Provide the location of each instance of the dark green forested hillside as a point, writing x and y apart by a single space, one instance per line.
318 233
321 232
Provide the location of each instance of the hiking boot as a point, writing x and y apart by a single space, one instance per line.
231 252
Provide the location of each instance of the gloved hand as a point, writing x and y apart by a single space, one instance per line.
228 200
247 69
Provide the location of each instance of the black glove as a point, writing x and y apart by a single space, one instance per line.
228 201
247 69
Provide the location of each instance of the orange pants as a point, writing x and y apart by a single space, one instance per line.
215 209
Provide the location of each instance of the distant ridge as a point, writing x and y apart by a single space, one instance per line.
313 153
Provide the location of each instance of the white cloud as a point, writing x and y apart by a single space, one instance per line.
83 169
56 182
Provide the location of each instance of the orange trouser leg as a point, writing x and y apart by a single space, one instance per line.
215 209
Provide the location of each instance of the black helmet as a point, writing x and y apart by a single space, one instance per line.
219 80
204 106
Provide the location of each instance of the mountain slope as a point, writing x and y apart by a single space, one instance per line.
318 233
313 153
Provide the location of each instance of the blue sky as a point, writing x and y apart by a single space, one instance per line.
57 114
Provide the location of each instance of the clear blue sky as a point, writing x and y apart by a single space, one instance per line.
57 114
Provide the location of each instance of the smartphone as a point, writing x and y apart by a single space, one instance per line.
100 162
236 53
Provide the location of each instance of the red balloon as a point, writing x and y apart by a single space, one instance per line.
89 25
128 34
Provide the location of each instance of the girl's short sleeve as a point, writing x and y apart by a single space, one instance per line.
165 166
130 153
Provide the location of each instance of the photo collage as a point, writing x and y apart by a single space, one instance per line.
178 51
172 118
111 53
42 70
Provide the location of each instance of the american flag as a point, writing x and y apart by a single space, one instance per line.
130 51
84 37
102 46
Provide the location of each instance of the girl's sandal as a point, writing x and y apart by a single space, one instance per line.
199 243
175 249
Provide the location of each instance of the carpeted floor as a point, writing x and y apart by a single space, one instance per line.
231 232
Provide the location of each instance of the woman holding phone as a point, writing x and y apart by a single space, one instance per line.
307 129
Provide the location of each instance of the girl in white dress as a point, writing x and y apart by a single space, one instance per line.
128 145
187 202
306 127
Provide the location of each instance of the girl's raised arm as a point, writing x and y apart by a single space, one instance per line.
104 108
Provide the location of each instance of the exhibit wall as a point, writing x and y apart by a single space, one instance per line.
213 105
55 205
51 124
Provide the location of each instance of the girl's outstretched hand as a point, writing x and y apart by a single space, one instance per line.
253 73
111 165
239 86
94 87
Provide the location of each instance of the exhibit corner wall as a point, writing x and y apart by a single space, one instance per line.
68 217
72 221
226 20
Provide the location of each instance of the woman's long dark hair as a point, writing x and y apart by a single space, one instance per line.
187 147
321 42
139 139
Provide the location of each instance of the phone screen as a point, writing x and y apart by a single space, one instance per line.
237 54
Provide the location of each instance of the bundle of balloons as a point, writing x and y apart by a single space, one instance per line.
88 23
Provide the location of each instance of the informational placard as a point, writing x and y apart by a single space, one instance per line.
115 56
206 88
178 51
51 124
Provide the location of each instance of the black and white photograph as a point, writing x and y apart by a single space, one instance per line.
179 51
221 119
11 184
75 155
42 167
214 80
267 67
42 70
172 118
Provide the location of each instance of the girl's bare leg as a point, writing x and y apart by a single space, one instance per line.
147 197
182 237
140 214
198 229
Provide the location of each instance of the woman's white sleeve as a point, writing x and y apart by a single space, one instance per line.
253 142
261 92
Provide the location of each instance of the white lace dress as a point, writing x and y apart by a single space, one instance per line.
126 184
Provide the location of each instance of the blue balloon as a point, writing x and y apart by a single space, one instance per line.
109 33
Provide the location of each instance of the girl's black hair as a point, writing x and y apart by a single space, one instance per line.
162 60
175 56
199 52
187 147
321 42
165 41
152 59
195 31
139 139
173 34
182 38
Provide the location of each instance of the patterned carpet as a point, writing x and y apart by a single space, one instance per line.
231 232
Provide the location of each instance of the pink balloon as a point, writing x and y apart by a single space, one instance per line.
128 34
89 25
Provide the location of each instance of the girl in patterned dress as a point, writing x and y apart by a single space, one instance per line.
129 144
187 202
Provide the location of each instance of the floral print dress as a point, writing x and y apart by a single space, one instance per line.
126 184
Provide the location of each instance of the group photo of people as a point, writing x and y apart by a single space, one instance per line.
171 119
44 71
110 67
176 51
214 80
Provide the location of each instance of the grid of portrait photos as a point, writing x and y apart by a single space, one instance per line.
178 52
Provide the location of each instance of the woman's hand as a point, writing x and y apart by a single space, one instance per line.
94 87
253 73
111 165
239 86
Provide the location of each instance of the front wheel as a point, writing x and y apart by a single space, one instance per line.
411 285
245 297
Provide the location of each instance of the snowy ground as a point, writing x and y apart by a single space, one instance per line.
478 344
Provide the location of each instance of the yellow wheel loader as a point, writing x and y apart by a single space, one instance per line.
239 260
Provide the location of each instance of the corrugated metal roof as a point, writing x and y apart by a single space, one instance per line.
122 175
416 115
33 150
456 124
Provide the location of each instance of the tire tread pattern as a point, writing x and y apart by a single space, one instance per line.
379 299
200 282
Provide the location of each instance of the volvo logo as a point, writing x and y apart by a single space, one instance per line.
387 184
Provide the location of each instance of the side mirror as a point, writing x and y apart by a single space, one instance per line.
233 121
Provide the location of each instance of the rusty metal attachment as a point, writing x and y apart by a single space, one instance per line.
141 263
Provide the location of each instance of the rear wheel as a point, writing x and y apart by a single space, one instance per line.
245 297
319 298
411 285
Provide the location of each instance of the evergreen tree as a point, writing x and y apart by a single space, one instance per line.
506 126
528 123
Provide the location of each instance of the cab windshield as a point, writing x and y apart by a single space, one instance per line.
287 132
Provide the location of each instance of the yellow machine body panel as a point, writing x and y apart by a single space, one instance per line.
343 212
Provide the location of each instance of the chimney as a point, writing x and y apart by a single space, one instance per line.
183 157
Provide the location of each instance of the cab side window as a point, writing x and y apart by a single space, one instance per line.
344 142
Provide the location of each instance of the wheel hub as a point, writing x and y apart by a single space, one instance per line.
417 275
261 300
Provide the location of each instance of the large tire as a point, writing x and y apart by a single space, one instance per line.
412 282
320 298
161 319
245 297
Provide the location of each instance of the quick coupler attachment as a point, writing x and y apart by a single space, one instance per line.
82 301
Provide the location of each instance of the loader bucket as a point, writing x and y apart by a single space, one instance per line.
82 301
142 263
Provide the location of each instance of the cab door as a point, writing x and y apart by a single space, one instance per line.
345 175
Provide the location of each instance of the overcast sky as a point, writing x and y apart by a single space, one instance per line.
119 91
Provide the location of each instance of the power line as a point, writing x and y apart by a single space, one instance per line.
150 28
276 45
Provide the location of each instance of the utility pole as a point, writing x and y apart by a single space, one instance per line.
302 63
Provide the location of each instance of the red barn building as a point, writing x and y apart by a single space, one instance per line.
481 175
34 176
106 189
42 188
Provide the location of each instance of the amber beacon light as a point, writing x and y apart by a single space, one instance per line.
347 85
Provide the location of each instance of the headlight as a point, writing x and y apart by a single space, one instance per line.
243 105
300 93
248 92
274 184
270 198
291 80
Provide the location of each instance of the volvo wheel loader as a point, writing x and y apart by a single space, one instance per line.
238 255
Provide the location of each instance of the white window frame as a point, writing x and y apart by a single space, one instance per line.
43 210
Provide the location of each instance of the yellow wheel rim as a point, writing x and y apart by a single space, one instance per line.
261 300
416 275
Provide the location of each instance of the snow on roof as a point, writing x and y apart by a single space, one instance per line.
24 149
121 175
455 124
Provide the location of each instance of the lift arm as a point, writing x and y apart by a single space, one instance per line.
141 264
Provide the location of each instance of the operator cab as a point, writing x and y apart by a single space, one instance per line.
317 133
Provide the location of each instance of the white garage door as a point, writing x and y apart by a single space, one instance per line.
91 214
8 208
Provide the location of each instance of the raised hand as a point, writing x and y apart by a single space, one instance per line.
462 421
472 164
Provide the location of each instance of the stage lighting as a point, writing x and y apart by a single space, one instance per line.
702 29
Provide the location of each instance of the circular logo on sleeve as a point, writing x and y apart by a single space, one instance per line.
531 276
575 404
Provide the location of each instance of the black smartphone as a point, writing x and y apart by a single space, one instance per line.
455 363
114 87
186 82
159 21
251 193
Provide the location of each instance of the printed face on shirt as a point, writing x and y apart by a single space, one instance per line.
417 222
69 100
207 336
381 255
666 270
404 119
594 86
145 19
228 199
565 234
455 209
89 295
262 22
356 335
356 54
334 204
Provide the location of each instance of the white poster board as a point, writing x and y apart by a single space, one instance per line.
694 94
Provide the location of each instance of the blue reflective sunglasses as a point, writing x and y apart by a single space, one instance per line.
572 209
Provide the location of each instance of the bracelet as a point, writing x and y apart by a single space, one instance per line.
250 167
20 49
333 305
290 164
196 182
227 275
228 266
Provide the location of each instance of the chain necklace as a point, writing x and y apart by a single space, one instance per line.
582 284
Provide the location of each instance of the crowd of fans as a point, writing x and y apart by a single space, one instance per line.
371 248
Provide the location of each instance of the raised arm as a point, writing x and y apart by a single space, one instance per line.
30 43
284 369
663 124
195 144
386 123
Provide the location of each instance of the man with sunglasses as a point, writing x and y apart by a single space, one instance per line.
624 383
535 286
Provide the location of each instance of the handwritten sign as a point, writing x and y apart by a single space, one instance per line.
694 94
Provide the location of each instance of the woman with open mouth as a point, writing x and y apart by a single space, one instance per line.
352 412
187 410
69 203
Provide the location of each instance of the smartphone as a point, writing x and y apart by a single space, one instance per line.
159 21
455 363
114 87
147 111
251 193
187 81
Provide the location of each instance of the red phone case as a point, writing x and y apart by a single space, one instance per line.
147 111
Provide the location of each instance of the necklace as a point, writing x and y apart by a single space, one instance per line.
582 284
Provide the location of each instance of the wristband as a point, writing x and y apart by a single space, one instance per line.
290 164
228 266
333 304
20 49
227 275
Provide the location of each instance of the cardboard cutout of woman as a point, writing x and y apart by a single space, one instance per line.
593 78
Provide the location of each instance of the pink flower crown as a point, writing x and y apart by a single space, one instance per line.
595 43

○ ○ ○

Emit verbatim the lines running from the one with "Provide the location of each instance of the handwritten" through the last line of the data, both endpoints inclusive.

Provide the location of each instance of the handwritten sign as a point, writing x and y apart by a single space, one instance per line.
694 94
Provide the location of each instance of the woman with open mouth as a point, writing x and y apart by a single space, one instance per line.
352 412
187 410
69 203
Provide the location of each instance of the smartphone as a point, writing x and y apart by a single space, one instance per line.
159 21
455 363
114 87
147 111
251 193
187 81
Provide the location of each instance of the red phone case as a point, writing x and y apart by a single space, one instance per line.
147 111
Provide the location of each instance of the necklace as a point, writing x and y apart by a single space, one instance per line.
582 284
Provide the location of each instance of the wristband as a point, writing x and y apart by a single space, one instance per line.
290 164
228 266
333 304
20 49
227 275
Provide the location of each instance of the cardboard cutout of woman as a point, writing x and y apart by a single space, one instance per line.
593 78
Provide the location of each instance of the pink flower crown as a point, writing x and y apart by a single space, one instance per line.
595 43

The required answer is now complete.